## EXERCISE TASK
Can you retype the records below word for word, omitting the pictures?

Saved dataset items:
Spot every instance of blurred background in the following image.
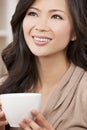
[0,0,18,77]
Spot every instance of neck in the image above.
[37,52,69,89]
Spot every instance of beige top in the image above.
[5,64,87,130]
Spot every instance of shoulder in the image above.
[0,75,8,85]
[77,71,87,116]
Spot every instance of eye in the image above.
[28,12,38,16]
[51,14,63,20]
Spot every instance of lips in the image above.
[32,36,52,45]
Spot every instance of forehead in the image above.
[32,0,68,12]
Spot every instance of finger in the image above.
[25,118,41,130]
[0,120,8,126]
[19,119,31,130]
[0,111,5,118]
[31,110,53,130]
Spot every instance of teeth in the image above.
[34,37,50,42]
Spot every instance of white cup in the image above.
[0,93,41,127]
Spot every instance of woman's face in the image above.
[23,0,75,56]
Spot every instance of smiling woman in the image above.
[0,0,87,130]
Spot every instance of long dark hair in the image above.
[0,0,87,93]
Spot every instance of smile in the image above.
[33,36,52,45]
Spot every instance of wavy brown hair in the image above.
[0,0,87,93]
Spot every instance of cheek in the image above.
[53,23,72,41]
[23,17,35,35]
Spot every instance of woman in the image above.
[0,0,87,130]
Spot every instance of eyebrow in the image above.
[30,7,65,14]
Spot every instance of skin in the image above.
[0,0,75,130]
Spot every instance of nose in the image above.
[35,18,50,32]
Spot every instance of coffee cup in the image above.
[0,93,41,127]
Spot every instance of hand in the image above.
[19,111,54,130]
[0,102,8,128]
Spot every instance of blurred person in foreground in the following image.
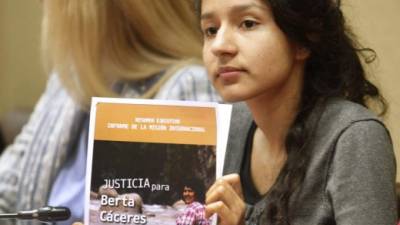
[0,0,219,225]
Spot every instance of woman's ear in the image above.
[295,44,310,61]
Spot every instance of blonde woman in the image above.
[0,0,218,224]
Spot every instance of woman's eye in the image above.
[203,27,218,37]
[240,20,258,29]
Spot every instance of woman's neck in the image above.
[246,67,303,153]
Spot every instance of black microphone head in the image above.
[36,206,71,222]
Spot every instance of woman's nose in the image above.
[211,27,237,57]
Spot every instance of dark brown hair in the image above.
[196,0,387,222]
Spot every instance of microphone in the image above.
[0,206,71,222]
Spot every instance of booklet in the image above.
[84,98,231,225]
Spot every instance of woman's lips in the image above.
[217,67,245,84]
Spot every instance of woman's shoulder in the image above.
[156,64,221,102]
[318,98,386,133]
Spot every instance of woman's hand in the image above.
[206,174,246,225]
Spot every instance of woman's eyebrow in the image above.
[200,3,267,20]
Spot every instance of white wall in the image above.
[0,0,46,116]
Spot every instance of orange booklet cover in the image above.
[85,98,231,225]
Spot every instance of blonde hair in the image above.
[42,0,201,106]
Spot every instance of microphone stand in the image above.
[0,206,71,222]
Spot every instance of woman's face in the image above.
[201,0,308,101]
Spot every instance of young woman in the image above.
[0,0,218,225]
[197,0,397,225]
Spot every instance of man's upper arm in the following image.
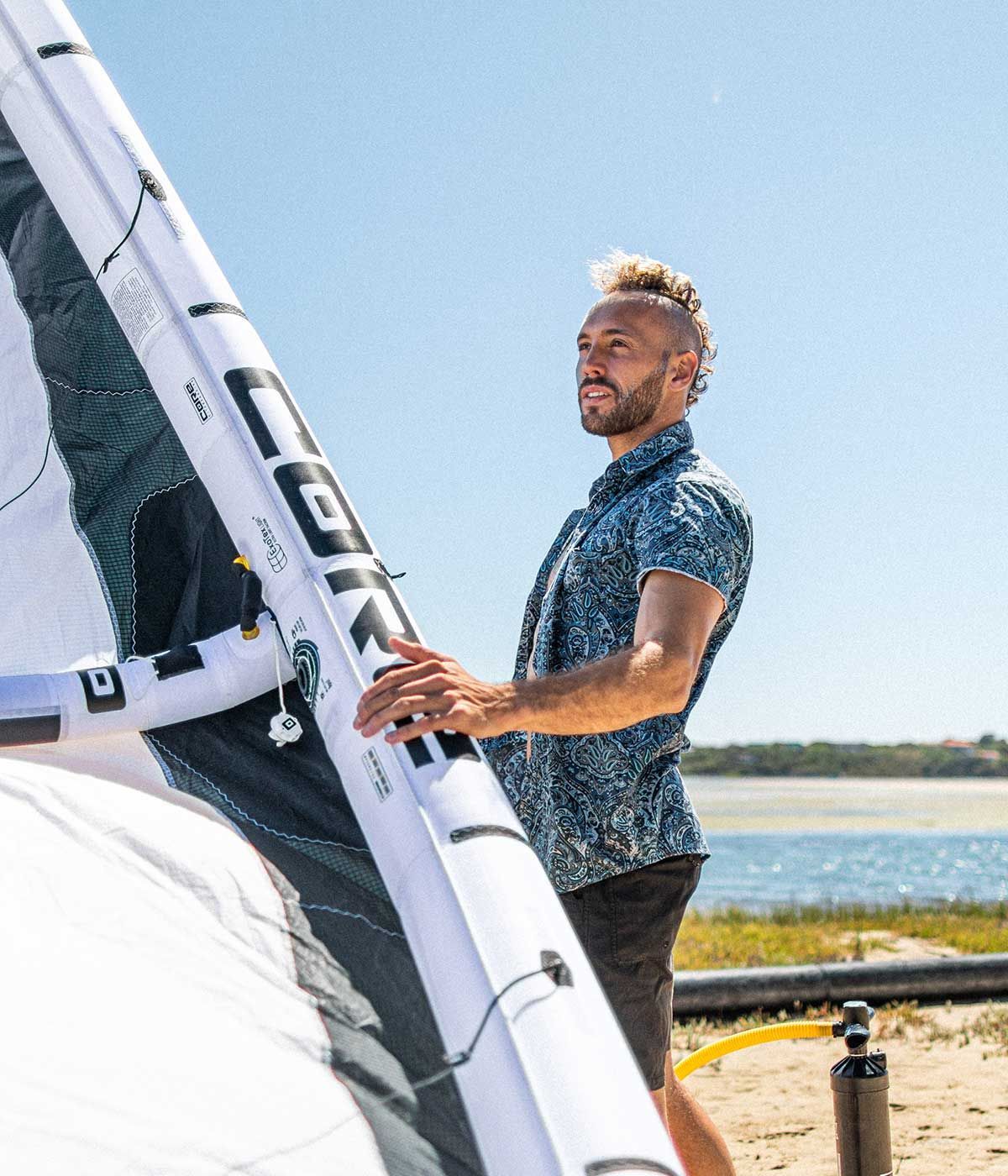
[634,570,725,670]
[634,480,752,665]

## FINAL RESULT
Spot every instance of blurred background in the following image.
[0,0,18,77]
Spot every instance of neck in the image above.
[37,52,69,89]
Spot every instance of beige top in the image above.
[5,64,87,130]
Spot every instance of shoulder in the image above.
[0,75,8,85]
[77,71,87,116]
Spot every instance of eye in the image above.
[28,12,38,16]
[51,14,63,20]
Spot every instance of lips in the image above.
[32,36,52,45]
Spot every instance of forehead in the image above.
[32,0,68,12]
Spot every instance of finger in the image above.
[25,118,41,130]
[0,120,8,126]
[19,119,31,130]
[0,111,5,118]
[31,110,53,130]
Spot every instance of teeth in the image above.
[34,37,50,42]
Spot every instance of white cup in the image above.
[0,93,41,127]
Spot every instance of woman's face in the image above.
[23,0,75,56]
Spot every instance of smiling woman in the image above.
[0,0,87,130]
Spot every instance of long dark hair in the image above.
[0,0,87,93]
Spot every instance of smile in the image above.
[33,36,52,45]
Spot every instance of wavy brown hair in the image above.
[0,0,87,93]
Spot every instance of cheek in the image above.
[53,23,72,41]
[23,17,35,35]
Spot every instance of woman in the image above.
[0,0,87,130]
Spot every instance of eyebrow in the image above.
[30,7,65,14]
Spot every instance of skin in the image above.
[0,0,75,130]
Spot every instance of nose in the image above.
[35,18,50,32]
Spot every instance of coffee cup in the image above.
[0,93,41,127]
Spot every instance of hand in the image above.
[19,111,54,130]
[0,102,8,128]
Spot every instance of blurred person in foreground in the following image.
[0,0,219,225]
Spot every instance of woman's ear in the image above.
[295,44,310,61]
Spot every instance of blonde woman in the image above.
[0,0,218,224]
Spot every instance of woman's eye in the image above.
[203,27,218,37]
[240,20,258,29]
Spot every instance of woman's neck in the image above.
[246,67,303,153]
Spot every instance of black microphone head in the image above.
[36,206,71,222]
Spot every instance of woman's nose in the image above.
[211,27,237,57]
Spot every instance of dark brown hair in the image above.
[196,0,387,222]
Spot every instance of microphone in the image above.
[0,206,71,222]
Spot every instance of booklet in the image above.
[84,98,231,225]
Spot every instance of woman's lips in the image above.
[217,67,245,84]
Spot every instance of woman's shoulder in the image above.
[156,64,221,102]
[318,98,386,133]
Spot every instance of woman's hand in the image above.
[206,174,246,225]
Spot every instance of woman's eyebrow in the image above.
[200,3,267,20]
Spot every instance of white wall in the image above.
[0,0,46,116]
Spot every instance of orange booklet cover in the image above.
[85,98,231,225]
Spot every instance of blonde hair in the image above.
[42,0,201,106]
Spot every instance of microphone stand in the image above.
[0,206,71,222]
Spot every instance of woman's face in the image above.
[201,0,308,101]
Spot every instance of young woman in the image above.
[0,0,218,225]
[197,0,397,225]
Spot every instance of man's upper arm in the following image.
[634,570,725,670]
[634,480,752,665]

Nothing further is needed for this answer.